[Work request]:
Every line in the data below from the one containing "Put a point on every instance of the cyclist in" down to the one containing "Sample: <point>213,56</point>", both included, must be retyped exactly; no other line is to appear.

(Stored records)
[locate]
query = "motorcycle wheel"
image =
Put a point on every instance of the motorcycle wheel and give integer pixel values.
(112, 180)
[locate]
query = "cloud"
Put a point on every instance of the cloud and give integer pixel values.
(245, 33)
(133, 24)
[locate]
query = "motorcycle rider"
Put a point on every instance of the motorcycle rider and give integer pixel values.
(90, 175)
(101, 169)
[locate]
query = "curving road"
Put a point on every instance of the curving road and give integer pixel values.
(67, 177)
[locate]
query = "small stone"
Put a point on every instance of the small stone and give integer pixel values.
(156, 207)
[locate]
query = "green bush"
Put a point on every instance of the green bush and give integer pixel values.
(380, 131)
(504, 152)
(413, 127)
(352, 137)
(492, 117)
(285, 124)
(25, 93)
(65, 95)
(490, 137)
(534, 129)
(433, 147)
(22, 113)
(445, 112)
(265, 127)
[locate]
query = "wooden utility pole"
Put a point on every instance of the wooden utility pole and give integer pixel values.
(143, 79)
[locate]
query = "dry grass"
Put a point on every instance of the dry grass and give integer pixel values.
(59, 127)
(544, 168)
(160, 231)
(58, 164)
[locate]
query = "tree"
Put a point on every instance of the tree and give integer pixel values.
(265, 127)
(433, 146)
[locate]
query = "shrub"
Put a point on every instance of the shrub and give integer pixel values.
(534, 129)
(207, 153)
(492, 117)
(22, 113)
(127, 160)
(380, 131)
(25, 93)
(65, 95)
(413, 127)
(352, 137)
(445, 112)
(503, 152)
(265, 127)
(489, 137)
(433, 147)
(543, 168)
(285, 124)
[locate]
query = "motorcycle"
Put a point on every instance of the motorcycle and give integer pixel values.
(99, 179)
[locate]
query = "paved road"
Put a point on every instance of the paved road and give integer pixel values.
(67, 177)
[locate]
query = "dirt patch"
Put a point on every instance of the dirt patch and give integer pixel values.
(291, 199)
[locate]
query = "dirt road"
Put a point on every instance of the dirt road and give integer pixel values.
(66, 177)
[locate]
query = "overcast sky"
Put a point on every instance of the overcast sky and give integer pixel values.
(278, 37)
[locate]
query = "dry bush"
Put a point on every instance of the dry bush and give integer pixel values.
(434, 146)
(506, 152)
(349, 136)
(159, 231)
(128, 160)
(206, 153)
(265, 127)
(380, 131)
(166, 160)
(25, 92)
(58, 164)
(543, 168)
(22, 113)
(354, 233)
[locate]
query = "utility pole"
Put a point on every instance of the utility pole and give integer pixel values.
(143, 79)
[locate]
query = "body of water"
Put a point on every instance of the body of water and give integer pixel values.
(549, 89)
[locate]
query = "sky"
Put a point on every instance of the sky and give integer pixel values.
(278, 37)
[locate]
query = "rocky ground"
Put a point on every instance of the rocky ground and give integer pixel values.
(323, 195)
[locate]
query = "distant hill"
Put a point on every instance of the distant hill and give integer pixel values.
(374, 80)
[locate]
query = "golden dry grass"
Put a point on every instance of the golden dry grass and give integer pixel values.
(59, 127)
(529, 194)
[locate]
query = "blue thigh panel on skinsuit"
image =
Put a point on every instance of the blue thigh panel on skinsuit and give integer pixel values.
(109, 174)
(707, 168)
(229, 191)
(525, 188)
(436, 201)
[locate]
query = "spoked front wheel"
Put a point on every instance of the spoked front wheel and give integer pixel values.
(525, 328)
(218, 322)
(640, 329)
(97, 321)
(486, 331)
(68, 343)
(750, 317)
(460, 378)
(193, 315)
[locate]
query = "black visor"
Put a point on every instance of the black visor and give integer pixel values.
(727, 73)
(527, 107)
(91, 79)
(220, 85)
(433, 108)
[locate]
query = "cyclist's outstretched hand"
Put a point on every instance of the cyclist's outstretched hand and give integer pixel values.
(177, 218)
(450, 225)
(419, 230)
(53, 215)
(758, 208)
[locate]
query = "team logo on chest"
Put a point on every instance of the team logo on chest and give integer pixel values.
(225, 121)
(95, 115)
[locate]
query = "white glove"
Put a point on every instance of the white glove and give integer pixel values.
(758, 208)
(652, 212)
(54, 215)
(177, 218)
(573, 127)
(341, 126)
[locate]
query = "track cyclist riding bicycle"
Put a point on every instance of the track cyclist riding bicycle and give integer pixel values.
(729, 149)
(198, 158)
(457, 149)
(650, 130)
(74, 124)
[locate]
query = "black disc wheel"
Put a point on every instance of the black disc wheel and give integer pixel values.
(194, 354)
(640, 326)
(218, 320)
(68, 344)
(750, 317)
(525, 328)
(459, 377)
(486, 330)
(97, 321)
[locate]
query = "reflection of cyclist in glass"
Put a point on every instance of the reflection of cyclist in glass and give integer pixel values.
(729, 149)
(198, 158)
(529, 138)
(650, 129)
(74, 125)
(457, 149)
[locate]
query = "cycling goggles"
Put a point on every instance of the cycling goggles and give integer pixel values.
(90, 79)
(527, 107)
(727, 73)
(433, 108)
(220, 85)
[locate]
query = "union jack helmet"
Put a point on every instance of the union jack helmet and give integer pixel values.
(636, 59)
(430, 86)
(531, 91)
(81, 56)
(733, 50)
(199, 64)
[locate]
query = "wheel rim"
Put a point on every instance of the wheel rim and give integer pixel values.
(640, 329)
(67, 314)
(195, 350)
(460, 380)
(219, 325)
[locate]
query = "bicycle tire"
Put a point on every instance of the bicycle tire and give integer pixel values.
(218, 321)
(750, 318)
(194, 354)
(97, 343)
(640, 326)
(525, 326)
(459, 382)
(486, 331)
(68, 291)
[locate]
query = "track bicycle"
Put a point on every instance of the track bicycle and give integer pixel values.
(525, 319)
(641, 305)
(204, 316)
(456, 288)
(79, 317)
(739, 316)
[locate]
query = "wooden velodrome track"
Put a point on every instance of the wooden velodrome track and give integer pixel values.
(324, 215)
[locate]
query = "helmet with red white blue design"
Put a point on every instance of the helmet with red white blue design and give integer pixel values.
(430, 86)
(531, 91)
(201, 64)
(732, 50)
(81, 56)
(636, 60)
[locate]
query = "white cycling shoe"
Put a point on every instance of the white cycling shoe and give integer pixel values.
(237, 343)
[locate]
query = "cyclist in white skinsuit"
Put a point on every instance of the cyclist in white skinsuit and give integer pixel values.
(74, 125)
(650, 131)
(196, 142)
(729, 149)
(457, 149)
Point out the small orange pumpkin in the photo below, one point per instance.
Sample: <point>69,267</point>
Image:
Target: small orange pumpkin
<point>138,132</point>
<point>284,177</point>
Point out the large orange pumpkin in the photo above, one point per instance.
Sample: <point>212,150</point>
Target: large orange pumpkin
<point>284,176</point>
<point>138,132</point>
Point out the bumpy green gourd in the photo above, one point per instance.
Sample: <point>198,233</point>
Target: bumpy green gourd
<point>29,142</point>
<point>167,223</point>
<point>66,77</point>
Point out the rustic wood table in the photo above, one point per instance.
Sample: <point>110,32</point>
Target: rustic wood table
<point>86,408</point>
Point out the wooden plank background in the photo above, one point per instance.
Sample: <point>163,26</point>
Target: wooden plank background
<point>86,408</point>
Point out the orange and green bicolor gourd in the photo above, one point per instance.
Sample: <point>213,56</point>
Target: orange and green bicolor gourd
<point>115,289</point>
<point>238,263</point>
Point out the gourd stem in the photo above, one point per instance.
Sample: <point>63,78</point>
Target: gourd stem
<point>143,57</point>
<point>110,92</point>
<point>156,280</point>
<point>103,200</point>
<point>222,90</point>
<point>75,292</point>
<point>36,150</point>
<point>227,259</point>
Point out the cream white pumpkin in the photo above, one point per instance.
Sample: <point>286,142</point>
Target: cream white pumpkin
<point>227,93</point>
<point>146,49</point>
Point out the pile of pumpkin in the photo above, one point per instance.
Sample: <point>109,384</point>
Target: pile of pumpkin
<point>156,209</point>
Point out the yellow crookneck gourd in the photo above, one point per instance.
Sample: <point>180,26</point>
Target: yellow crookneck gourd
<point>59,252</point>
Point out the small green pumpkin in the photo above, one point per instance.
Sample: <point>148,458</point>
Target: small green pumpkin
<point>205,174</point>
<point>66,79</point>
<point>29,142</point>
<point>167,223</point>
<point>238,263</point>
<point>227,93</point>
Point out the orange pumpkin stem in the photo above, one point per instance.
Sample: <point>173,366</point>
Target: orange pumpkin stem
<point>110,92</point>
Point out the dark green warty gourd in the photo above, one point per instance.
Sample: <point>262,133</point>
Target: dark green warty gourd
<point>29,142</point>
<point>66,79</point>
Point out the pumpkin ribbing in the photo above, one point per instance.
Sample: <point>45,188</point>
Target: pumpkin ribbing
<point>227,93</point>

[Answer space]:
Put a point on every instance of the cyclist in white skinsuit and give integer pixel values.
(74, 125)
(650, 131)
(196, 142)
(729, 149)
(457, 149)
Point out the small orange pumpkin in the photo below, one point per instance.
Sample: <point>69,267</point>
Image:
Target: small orange pumpkin
<point>138,132</point>
<point>284,177</point>
Point out the large orange pumpkin in the photo above, one point per instance.
Sample: <point>212,150</point>
Target: large orange pumpkin
<point>284,176</point>
<point>138,132</point>
Point out the bumpy green gourd in the photo above, one point per instance.
Sample: <point>198,233</point>
Target: bumpy green gourd
<point>29,142</point>
<point>167,223</point>
<point>66,77</point>
Point out the rustic wood table in the photo above, one point per instance.
Sample: <point>110,32</point>
Target: rustic wood table
<point>86,408</point>
Point out the wooden plank background in the photo above, one point per instance.
Sample: <point>163,26</point>
Target: wooden plank background
<point>86,408</point>
Point out the orange and green bicolor gourd in the photo above, one point per instance.
Sample: <point>213,56</point>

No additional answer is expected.